# [ESERCIZI DA SVOLGERE]
1) Secondo l'estratto sui tumori ereditari, quale percentuale circa dei tumori ha origine da fattori di rischio ereditari?
2) Riporta il passo dell'estratto sui tumori ereditari compreso tra "In questo articolo" e "degli screening genetici?", estremi inclusi.

Il 10 per cento circa dei tumori ha origine da fattori di rischio ereditari

Identificare eventuali mutazioni che predispongono al cancro può favorire la diagnosi precoce e la personalizzazione delle cure, ma l’utilità di screening genetici per tutta la popolazione resta da chiarire.

Ultimo aggiornamento: 5 agosto 2024

Tempo di lettura: 6 minuti

In questo articolo risponderemo alle domande:

  1. Quanti sono i tumori che hanno origine da fattori di rischio ereditari?
  2. Come sono stati fatti questi calcoli?
  3. Quali sono le sindromi ereditarie più comuni che predispongono al cancro?
  4. Per chi può essere consigliabile sottoporsi a uno screening genetico?
  5. Quali sono i pro e i contro degli screening genetici?

# [DATI REGISTRATI]
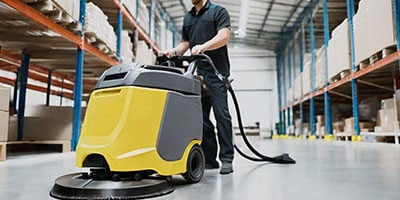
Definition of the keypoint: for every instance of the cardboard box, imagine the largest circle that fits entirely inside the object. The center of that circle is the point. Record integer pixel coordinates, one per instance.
(339, 50)
(387, 120)
(4, 99)
(306, 79)
(3, 126)
(298, 87)
(381, 33)
(349, 125)
(320, 78)
(338, 126)
(130, 5)
(321, 119)
(48, 123)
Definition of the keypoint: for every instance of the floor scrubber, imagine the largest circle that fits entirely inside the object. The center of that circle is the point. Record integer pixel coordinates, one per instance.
(143, 124)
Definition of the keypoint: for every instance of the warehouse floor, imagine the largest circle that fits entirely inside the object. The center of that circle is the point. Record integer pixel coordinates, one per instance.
(324, 170)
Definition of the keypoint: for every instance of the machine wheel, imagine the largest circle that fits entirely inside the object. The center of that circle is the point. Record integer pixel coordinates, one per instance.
(195, 165)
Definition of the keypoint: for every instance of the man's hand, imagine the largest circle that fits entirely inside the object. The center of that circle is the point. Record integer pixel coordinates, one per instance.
(199, 49)
(169, 53)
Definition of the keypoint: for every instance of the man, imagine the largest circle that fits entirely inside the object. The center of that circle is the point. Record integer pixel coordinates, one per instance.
(206, 29)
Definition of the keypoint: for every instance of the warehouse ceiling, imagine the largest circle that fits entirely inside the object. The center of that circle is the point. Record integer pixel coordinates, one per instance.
(262, 23)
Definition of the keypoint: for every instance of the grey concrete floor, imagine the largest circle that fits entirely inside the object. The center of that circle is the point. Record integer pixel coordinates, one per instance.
(324, 170)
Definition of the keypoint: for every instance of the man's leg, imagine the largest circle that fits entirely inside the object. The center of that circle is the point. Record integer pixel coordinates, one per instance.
(209, 143)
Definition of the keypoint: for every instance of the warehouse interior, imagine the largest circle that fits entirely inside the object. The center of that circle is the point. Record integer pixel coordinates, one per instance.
(318, 79)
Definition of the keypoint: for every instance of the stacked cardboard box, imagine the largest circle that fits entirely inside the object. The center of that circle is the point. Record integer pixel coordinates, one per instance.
(44, 123)
(381, 29)
(387, 118)
(97, 26)
(306, 79)
(338, 127)
(339, 50)
(130, 5)
(298, 87)
(48, 123)
(4, 114)
(374, 28)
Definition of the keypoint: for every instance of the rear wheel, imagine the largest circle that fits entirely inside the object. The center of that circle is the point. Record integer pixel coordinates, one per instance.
(195, 165)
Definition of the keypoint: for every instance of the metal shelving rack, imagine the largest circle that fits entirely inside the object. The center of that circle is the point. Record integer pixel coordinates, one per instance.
(103, 60)
(388, 63)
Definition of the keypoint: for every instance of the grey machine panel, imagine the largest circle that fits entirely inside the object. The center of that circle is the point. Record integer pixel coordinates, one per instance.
(151, 76)
(182, 123)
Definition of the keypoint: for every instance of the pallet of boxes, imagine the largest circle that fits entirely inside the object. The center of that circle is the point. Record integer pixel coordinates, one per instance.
(374, 31)
(4, 118)
(387, 126)
(320, 126)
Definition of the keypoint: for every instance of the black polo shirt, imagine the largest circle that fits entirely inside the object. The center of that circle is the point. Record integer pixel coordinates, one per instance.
(202, 27)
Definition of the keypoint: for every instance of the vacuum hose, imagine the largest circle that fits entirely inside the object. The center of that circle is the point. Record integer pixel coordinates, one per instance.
(281, 159)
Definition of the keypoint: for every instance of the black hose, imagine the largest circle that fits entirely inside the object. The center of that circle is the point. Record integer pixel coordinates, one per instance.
(281, 159)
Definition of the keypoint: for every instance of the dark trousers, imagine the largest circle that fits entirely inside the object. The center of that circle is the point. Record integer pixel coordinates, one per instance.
(216, 97)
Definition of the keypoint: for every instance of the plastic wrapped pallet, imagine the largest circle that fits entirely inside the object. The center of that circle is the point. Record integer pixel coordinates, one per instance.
(97, 26)
(339, 50)
(170, 40)
(163, 35)
(3, 126)
(143, 16)
(4, 114)
(48, 123)
(306, 79)
(126, 47)
(289, 95)
(298, 87)
(361, 43)
(71, 7)
(320, 68)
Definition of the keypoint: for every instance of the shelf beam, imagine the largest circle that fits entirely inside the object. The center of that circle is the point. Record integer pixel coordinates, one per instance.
(141, 32)
(327, 99)
(44, 21)
(312, 46)
(350, 14)
(22, 83)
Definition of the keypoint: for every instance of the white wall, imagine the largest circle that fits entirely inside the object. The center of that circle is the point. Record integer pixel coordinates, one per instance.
(255, 85)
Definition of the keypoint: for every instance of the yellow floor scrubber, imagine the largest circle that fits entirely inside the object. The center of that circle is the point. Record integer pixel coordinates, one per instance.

# [SOLUZIONI IN ORDINE]
1) Circa il 10 per cento.

2)
In questo articolo risponderemo alle domande:

  1. Quanti sono i tumori che hanno origine da fattori di rischio ereditari?
  2. Come sono stati fatti questi calcoli?
  3. Quali sono le sindromi ereditarie più comuni che predispongono al cancro?
  4. Per chi può essere consigliabile sottoporsi a uno screening genetico?
  5. Quali sono i pro e i contro degli screening genetici?